(Point-per-instance localization data)
..............................

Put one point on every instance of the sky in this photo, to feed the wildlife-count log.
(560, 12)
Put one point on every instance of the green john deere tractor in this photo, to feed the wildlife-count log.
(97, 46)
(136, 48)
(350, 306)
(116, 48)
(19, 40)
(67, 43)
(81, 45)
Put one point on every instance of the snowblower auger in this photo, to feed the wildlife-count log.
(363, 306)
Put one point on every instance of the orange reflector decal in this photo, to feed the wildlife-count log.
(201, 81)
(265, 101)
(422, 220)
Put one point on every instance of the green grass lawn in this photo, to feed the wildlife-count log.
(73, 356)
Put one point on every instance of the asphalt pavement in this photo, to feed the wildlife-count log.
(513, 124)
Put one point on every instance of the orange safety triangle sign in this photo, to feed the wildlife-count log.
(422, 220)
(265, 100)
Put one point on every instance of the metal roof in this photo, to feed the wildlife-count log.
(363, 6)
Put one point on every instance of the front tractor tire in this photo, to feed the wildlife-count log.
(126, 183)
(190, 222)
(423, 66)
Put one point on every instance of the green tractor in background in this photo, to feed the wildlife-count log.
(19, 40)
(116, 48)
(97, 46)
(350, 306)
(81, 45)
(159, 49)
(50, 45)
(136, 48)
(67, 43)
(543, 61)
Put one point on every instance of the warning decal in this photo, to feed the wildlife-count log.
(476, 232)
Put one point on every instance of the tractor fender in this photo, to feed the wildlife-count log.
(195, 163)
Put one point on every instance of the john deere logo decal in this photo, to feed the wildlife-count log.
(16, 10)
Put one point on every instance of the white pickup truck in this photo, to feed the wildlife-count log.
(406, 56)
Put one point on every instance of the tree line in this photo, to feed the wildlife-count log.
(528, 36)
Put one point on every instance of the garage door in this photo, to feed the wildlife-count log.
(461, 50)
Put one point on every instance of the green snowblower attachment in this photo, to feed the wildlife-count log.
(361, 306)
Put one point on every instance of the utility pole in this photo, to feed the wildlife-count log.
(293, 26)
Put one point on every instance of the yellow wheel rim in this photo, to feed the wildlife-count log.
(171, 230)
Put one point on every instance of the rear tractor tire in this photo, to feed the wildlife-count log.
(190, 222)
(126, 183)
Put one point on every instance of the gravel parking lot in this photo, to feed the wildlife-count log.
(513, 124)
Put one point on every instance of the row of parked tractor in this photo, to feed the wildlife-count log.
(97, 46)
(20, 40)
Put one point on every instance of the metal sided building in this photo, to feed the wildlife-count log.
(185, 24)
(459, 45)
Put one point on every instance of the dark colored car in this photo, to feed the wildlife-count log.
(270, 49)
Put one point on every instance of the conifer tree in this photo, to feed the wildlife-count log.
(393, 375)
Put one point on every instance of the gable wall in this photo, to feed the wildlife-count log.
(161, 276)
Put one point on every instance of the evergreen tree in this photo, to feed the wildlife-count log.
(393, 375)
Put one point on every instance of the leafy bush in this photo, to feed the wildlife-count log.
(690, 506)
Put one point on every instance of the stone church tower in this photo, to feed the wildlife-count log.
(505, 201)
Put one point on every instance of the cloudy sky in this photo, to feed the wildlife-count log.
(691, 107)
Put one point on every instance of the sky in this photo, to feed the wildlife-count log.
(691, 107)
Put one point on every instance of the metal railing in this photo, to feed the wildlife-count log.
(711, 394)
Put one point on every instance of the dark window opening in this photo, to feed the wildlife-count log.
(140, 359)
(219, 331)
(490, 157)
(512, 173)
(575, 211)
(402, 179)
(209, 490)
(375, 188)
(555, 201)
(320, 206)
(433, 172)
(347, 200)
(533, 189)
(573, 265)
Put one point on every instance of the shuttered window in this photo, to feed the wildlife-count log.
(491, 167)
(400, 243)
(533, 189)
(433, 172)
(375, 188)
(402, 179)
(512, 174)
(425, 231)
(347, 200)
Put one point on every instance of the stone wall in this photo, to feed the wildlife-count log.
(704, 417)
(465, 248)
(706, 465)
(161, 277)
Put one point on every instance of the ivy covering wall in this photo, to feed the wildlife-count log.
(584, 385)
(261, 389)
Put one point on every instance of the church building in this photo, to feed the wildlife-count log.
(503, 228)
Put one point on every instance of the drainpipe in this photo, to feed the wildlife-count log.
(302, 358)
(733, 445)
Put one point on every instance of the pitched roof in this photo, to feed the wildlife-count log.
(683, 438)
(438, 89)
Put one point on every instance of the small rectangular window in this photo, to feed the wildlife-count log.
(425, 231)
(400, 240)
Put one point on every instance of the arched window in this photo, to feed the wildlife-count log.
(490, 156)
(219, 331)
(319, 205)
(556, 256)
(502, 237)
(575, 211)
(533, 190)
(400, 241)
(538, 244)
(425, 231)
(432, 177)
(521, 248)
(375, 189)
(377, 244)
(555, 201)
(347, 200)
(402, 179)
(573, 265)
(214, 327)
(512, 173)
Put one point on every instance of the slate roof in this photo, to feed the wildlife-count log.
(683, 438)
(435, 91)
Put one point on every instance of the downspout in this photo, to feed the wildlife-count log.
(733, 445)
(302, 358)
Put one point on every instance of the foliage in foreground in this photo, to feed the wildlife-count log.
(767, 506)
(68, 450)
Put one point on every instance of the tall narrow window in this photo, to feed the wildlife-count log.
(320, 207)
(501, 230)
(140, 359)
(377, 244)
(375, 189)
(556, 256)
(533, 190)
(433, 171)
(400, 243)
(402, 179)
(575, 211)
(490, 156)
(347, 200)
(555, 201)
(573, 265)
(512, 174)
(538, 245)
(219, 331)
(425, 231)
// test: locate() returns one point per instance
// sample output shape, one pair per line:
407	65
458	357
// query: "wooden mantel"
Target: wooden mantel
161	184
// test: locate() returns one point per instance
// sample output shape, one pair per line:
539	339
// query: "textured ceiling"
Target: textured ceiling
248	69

..............................

### Instructions for the task
All of the entries need to be given again, word for word.

### Output
Put one point on every instance of the sky in this photo, to feed the wildlife-count log.
(560, 12)
Put one point on every instance of the green john deere tractor in this photo, to feed the wildlife-count log.
(97, 46)
(136, 48)
(350, 306)
(116, 48)
(19, 40)
(67, 43)
(81, 45)
Put one point on every instance of the snowblower auger in this photo, to feed the wildlife-count log.
(363, 306)
Put one point on every instance of the orange reflector decal in this photo, to feed the wildlife-count log.
(201, 81)
(265, 101)
(422, 220)
Put one point on every instance of the green grass lawn in this photo, to feed the wildlife-count log.
(73, 356)
Put one point on every instance of the asphalt pavement in this photo, to feed the wildlife-count log.
(513, 124)
Put one point on every instance of the orange safety triangle sign in this photo, to feed the wildlife-count log.
(422, 220)
(265, 100)
Put one point on every instance of the metal roof in this photo, to feed the wildlife-count log.
(363, 6)
Put one point on every instance of the front tractor tire in this photo, to feed the wildlife-count log.
(126, 183)
(190, 222)
(423, 66)
Put one point on every instance of the green tractor in background in this photo, to feed the wildlife-count log.
(19, 40)
(116, 48)
(97, 46)
(350, 306)
(81, 45)
(159, 49)
(50, 45)
(136, 48)
(67, 43)
(543, 61)
Put one point on every instance of the warning decal in this photo, to feed the wildlife-count log.
(476, 232)
Put one point on every instance of the tractor fender in this photo, to feed the wildlife-count log.
(195, 163)
Put one point on every instance of the john deere logo decal in this photo, to feed the wildlife-count log.
(16, 10)
Put one point on every instance of the white pickup truck in this photo, to feed the wildlife-count log.
(406, 56)
Put one point on every instance of the tree line in this photo, to feed the wildlife-count log.
(528, 36)
Put one point on every instance of the garage door in this photo, to feed the wildlife-count log.
(461, 50)
Put one point on every instance of the green snowblower attachment in this photo, to feed the wildlife-count log.
(361, 306)
Put one point on every instance of the utility pole in this photo, to feed the wildlife-count log.
(293, 26)
Put one point on every instance of the yellow wheel rim in this photo, to feed the wildlife-count log.
(171, 230)
Put one point on every instance of the rear tractor tire in this photo, to feed the wildlife-count log.
(190, 222)
(126, 183)
Put one point on every instance of the gravel parking lot in this photo, to feed the wildlife-count log.
(513, 124)
Put one point on every instance of the row of parked tractor in this photo, to feed the wildlife-count log.
(97, 46)
(20, 40)
Put one point on every instance of the metal sided building in this photo, to feed the wildlife-count log.
(185, 24)
(459, 45)
Put one point on every instance of the dark colored car in this photo, to feed the wildlife-count log.
(270, 49)
Put one point on every instance of the conifer tree in this photo, to feed the wildlife-count log.
(393, 375)
Put one point on every instance of the gable wall in this photo, to feed the wildlife-count log.
(161, 276)
Put one point on every instance of the evergreen tree in this photo, to feed the wildlife-count log.
(393, 375)
Put one point on every instance of the leafy bush in this photo, to feed the wildlife-count log.
(690, 506)
Put one point on every instance of the stone church tower in this photo, to feed the wildlife-count log.
(505, 201)
Put one point on every instance of the cloudy sky in this photo, to feed the wildlife-count log.
(691, 107)
Put one point on every instance of the sky in this photo, to feed the wildlife-count log.
(691, 107)
Put one point on every instance of the metal railing in this photo, to feed the wildlife-count log.
(711, 394)
Put one point on every instance of the dark window opening in this photo, to feed the wildlife-count log.
(140, 359)
(219, 331)
(490, 157)
(512, 173)
(575, 211)
(402, 179)
(209, 490)
(375, 188)
(555, 201)
(320, 206)
(433, 172)
(347, 200)
(533, 189)
(573, 265)
Put one point on every instance of the shuttered window in this photo, to feed the wildlife-count log.
(491, 167)
(400, 243)
(533, 189)
(433, 172)
(375, 188)
(402, 179)
(512, 174)
(425, 231)
(347, 200)
Put one point on every instance of the stone wall in this photo, to feed the wildlife-count log.
(704, 417)
(465, 248)
(706, 465)
(161, 277)
Put one point on every instance of the ivy covering wall in this photo, to feed the wildlife-count log.
(584, 385)
(261, 389)
Put one point on every instance of the church building in this photo, to feed the wildlife-count log.
(503, 228)
Put one point on every instance of the drainpipe in this photo, to feed the wildlife-count log.
(302, 358)
(733, 445)
Put one point on every instance of the pitched roof in this photo, to feed the wildlife-count log.
(683, 438)
(438, 89)
Put one point on every instance of the small rectangular window in this photo, to feed the wildlife-count log.
(425, 231)
(400, 240)
Put one point on every instance of the arched window in this photo, to feed the wildlife-count log.
(490, 156)
(219, 331)
(319, 205)
(556, 256)
(502, 237)
(575, 211)
(533, 190)
(400, 241)
(538, 244)
(425, 231)
(432, 177)
(521, 248)
(375, 189)
(377, 244)
(555, 201)
(347, 200)
(402, 179)
(573, 265)
(214, 327)
(512, 173)
Put one point on every instance of the slate roof in this photo, to feed the wildlife-count log.
(683, 438)
(435, 91)
Put one point on every instance of the downspout in this photo, to feed the wildlife-count log.
(733, 445)
(302, 358)
Put one point on every instance of the foliage in foreground in this photo, to feed the wildlife-count log.
(767, 506)
(68, 450)
Put one point on every instance of the tall narrow window in this photo, to feed the wildlife-count log.
(320, 207)
(501, 230)
(140, 359)
(377, 244)
(375, 189)
(556, 256)
(533, 190)
(433, 171)
(400, 243)
(402, 179)
(575, 211)
(490, 156)
(347, 200)
(555, 201)
(573, 265)
(512, 174)
(538, 245)
(219, 331)
(425, 231)
// test: locate() returns one point per instance
// sample output shape, one pair per line:
407	65
458	357
// query: "wooden mantel"
Target: wooden mantel
161	184
// test: locate() returns one point per instance
// sample output shape, one pair per line:
539	339
// query: "textured ceiling"
Target: textured ceiling
248	69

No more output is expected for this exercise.